**Listed entries**
········
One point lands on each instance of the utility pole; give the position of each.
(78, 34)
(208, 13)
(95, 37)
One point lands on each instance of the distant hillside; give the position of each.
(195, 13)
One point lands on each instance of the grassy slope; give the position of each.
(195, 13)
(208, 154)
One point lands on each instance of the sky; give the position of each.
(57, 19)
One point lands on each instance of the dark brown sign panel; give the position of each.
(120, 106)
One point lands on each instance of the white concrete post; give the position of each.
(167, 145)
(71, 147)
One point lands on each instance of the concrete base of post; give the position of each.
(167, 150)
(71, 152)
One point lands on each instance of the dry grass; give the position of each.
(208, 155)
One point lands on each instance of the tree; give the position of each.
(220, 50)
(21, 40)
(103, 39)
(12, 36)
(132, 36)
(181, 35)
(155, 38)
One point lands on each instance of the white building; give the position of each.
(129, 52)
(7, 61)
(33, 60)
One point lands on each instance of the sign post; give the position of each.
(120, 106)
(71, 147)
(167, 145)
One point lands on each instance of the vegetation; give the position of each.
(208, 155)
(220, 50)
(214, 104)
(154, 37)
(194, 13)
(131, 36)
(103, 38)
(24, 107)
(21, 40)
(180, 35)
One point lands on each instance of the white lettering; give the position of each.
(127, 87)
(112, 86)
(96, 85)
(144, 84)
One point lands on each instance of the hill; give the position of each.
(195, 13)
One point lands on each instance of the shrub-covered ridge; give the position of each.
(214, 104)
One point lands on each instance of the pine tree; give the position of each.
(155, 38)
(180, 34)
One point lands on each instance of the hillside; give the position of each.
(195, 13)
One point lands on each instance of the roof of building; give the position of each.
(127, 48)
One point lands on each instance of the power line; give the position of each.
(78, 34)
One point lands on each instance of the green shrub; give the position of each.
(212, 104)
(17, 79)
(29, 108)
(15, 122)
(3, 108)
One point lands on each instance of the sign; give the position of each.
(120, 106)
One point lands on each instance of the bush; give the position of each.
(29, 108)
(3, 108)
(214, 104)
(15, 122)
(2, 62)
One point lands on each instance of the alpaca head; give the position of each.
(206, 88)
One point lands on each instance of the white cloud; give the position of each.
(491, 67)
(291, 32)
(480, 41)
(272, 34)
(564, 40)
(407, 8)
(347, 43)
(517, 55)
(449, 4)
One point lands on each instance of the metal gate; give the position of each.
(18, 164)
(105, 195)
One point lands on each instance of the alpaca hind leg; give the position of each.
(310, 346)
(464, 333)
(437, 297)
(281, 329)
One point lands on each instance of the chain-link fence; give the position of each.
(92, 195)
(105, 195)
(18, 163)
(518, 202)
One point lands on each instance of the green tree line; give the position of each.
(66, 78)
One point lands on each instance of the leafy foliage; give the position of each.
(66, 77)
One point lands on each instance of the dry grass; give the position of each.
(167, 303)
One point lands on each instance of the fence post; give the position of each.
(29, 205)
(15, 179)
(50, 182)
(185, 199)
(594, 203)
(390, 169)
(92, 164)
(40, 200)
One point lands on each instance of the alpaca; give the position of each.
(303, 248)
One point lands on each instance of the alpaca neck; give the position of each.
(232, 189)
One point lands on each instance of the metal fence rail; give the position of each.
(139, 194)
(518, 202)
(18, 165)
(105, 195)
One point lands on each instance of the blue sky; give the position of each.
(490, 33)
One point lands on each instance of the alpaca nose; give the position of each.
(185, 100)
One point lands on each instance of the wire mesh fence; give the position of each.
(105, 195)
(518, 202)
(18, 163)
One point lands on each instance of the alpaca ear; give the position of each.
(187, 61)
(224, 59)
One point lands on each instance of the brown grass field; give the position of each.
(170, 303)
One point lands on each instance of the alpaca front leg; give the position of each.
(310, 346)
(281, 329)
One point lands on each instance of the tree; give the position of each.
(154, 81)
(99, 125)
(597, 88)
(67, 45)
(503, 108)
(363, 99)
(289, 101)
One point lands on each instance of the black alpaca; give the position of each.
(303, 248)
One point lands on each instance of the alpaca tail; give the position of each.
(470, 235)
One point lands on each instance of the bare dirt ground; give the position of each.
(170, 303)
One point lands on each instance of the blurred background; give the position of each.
········
**Task description**
Print the material above once more, line for line, with no changes.

**Result**
One point lands on each instance of the utility pole; give the position of each.
(78, 34)
(208, 13)
(95, 37)
One point lands on each instance of the distant hillside; give the position of each.
(195, 13)
One point lands on each instance of the grassy slope; give the position of each.
(195, 13)
(208, 154)
One point lands on each instance of the sky; give the position of each.
(57, 19)
One point lands on each instance of the dark brown sign panel; give the position of each.
(120, 106)
One point lands on each instance of the white concrete post; give the position of each.
(167, 145)
(71, 147)
One point lands on each instance of the concrete base of post; give the position of each.
(167, 150)
(71, 152)
One point lands on each instance of the dry grass; give the position of each.
(208, 155)
One point lands on each instance of the tree; give the position of each.
(220, 50)
(21, 40)
(103, 39)
(12, 36)
(132, 36)
(181, 35)
(155, 38)
One point lands on each instance of the white building; give the position of each.
(129, 52)
(7, 61)
(33, 60)
One point lands on each instance of the sign post; give the position of each.
(120, 106)
(71, 147)
(167, 145)
One point lands on each instance of the vegetation; give the position of each.
(208, 155)
(220, 50)
(214, 104)
(154, 37)
(194, 13)
(131, 36)
(103, 38)
(24, 107)
(21, 40)
(180, 35)
One point lands on each instance of the white lettering; give the position of each.
(127, 87)
(112, 86)
(96, 85)
(144, 84)
One point lands on each instance of the hill; give the position of each.
(195, 13)
One point lands on each instance of the shrub-covered ridge; give the position of each.
(214, 104)
One point lands on each instance of the pine tree; give the position of each.
(155, 38)
(180, 34)
One point lands on each instance of the hillside; give the position of each.
(195, 13)
One point lands on each instance of the roof of building; give the position of each.
(127, 48)
One point lands on each instance of the power line; give the position of each.
(78, 34)
One point lands on each instance of the green shrub; give the position of each.
(212, 104)
(17, 79)
(29, 108)
(15, 122)
(3, 108)
One point lands on each instance of the sign; give the position of each.
(120, 106)
One point lands on each instance of the bush; give the position of each.
(29, 108)
(3, 108)
(214, 104)
(15, 122)
(2, 62)
One point lands on each instance of the alpaca head; give the position of each.
(206, 88)
One point lands on each instance of the white cloud; give the position of each.
(491, 67)
(291, 32)
(480, 41)
(272, 34)
(564, 40)
(407, 8)
(347, 43)
(517, 55)
(449, 4)
One point lands on each instance of the metal gate; give the position of each.
(18, 164)
(105, 195)
One point lands on each instance of the alpaca hind leg; give the position of each.
(310, 346)
(464, 333)
(437, 297)
(281, 329)
One point lands on each instance of the chain-link fence; give the position of each.
(92, 195)
(105, 195)
(18, 163)
(518, 202)
One point lands on each instance of the green tree line; give the position of each.
(66, 78)
One point lands on each instance of the leafy foliage; give the position of each.
(66, 77)
One point lands on each instance of the dry grass; give the position of each.
(167, 303)
One point lands on each instance of the fence post; give the position of each.
(29, 205)
(15, 179)
(50, 182)
(185, 199)
(594, 203)
(390, 169)
(92, 164)
(40, 200)
One point lands on each instance of the alpaca; give the position of each.
(303, 248)
One point lands on each instance of the alpaca neck; give the position of each.
(232, 189)
One point lands on each instance of the metal fence rail; give the position of each.
(139, 194)
(518, 202)
(18, 165)
(105, 195)
One point lands on each instance of the blue sky; give the position of each.
(490, 33)
One point lands on each instance of the alpaca nose; give the position of each.
(185, 100)
One point lands on each instance of the wire mesh fence; give the position of each.
(105, 195)
(518, 202)
(18, 163)
One point lands on each instance of the alpaca ear; give the position of each.
(187, 61)
(224, 59)
One point lands on each instance of the brown grass field; give the position of each.
(170, 303)
One point lands on each instance of the alpaca front leg; give the position of each.
(310, 346)
(281, 329)
One point lands on each instance of the tree; give the position of each.
(154, 81)
(99, 125)
(597, 88)
(67, 45)
(503, 108)
(363, 99)
(289, 101)
One point lands on each instance of the black alpaca; give the position of each.
(303, 248)
One point lands on each instance of the alpaca tail; give the position of each.
(470, 235)
One point lands on each instance of the bare dirt ground; give the position of each.
(170, 303)
One point lands on each instance of the blurred background; give the position of each.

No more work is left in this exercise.